Forsaking Church As We Know It To Experience Church As God Intended

Forsaking Church As We Know It To Experience Church As God Intended November 29, 2018

 

Someone once said that if you want to save something, you first have to destroy it. This was more in the context of art or fashion, mind you, but it does have applications in a few other areas. Like, the Church, for instance.

 

Church as we know it is really more of a recent development in Western culture. It honestly bears very little resemblance to what the original Christians used to practice about 2,000 years ago in Palestine and the surrounding Roman Empire.

 

Today, we can’t imagine Church without a senior pastor who has a seminary degree and does all the speaking once a week during an hour-long service where a rock band plays sing-along worship songs at full volume with the digital projection screens displaying the lyrics alongside the main stage in the warehouse-sized building with the big sign out front.

 

Every single one of those things would be completely foreign to every Christian for the first thousand years of church history. Except for the senior pastor thing. That probably started after a few hundred years, but before that, no one person did all the teaching or talking, and there was certainly no senior pastor in Corinth, or Thessalonica, or Ephesus, or Antioch, etc.

 

Want proof? Notice how Paul never wrote any letter addressed to the senior pastor – or even to pastors plural. Every epistle is written to “the church in…” whatever region it existed. The church – the people who followed Christ – were responsible for practicing the 58 “One Anothers” which set the Body of Christ apart from every other institution around it.

 

The ekklesia – or the assembly – was truly comparable to an organism with dozens, even hundreds, of interconnected and interdependent parts. This is why Paul used the metaphor of a Body in 1 Corinthians to describe how the church functioned. There was one “Head” to this “Body” and it was Christ (not the senior pastor). Every single person was gifted by the Holy Spirit to provide the ministry the rest of the Body needed. Rather than have all of these gifts rest on one single person, or even on a small paid staff of ministers, the early Christians each had a purpose, role and gifting that was essential to the life and growth of the Body.

 

This meant one amazing thing: Everyone was essential. No one was superfluous or unnecessary.

__________________________________________________

What is needed. Summarize the post on forsaking church as we know it in two sentences.

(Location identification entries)
__________________________________________________

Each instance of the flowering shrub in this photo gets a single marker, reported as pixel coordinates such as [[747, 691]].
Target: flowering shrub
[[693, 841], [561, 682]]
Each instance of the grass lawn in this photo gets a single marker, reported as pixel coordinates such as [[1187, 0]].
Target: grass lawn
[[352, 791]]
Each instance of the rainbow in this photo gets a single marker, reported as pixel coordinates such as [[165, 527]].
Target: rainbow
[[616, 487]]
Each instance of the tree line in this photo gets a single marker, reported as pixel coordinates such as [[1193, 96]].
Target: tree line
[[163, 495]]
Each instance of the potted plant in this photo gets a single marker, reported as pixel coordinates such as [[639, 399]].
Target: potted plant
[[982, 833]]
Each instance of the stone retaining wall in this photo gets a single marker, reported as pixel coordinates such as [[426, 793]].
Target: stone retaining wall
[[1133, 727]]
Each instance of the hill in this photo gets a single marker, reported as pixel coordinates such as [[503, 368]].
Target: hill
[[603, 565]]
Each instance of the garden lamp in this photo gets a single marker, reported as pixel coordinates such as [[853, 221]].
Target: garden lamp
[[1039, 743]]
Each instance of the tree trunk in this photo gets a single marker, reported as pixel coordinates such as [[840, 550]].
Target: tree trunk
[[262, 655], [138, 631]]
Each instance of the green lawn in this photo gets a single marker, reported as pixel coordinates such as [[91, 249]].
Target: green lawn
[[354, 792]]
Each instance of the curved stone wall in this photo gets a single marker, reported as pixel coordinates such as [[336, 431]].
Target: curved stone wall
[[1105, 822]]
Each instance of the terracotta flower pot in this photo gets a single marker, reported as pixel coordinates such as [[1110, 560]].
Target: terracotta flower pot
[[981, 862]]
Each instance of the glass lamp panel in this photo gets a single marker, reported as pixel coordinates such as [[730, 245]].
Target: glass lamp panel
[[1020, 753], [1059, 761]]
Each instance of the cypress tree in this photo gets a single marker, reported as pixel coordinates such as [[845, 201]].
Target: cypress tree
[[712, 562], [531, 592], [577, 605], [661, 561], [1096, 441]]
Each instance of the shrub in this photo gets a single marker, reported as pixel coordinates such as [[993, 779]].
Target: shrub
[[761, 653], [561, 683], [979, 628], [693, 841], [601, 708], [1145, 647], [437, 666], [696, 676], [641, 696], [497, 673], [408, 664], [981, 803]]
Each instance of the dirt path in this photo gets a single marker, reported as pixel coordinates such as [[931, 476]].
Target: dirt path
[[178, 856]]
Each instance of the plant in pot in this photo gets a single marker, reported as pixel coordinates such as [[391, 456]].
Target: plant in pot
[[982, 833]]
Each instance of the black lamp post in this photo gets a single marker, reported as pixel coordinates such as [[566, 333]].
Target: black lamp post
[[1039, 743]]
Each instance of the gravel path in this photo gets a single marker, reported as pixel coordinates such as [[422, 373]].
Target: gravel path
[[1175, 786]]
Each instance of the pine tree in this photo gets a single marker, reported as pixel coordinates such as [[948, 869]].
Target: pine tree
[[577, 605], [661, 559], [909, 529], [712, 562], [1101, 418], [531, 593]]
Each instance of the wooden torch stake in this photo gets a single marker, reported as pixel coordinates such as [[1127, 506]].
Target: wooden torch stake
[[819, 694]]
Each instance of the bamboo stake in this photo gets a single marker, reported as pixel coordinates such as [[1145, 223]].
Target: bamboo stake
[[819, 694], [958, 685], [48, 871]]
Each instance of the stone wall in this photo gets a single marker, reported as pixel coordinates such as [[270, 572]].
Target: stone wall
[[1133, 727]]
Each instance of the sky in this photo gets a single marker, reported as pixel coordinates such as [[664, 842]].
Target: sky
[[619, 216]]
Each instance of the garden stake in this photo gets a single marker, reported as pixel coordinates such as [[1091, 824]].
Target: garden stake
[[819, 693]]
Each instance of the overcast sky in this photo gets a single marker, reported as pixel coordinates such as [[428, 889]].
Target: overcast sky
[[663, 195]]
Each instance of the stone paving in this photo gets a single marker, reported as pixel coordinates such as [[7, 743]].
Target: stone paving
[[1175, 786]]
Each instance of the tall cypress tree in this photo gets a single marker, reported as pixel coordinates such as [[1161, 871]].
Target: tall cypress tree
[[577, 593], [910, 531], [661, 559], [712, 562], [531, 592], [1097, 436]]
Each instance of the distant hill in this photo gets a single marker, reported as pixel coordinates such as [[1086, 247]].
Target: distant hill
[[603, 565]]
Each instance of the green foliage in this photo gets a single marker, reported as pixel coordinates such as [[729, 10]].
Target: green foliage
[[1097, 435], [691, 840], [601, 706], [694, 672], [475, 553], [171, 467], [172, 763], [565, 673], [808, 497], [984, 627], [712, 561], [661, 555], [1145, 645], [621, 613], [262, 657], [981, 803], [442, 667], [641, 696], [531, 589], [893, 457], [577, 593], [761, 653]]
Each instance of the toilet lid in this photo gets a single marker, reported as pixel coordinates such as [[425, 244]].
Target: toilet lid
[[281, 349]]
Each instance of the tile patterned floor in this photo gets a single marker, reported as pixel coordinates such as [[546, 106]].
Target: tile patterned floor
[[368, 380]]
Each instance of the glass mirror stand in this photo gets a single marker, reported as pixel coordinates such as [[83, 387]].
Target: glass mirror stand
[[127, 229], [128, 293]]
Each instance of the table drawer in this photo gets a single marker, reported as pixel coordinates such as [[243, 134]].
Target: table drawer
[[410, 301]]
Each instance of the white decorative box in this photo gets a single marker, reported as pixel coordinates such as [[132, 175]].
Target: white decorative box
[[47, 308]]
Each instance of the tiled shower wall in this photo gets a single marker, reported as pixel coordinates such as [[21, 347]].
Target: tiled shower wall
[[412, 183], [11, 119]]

__________________________________________________

The reply. Church as we know it is a recent Western development that bears little resemblance to early Christian practice, when no one person did all the teaching and Paul addressed his letters to "the church in" each region rather than to a senior pastor. Drawing on Paul's metaphor of a Body with Christ as its one Head, the post describes how every person was gifted by the Holy Spirit to serve the rest, so that everyone was essential.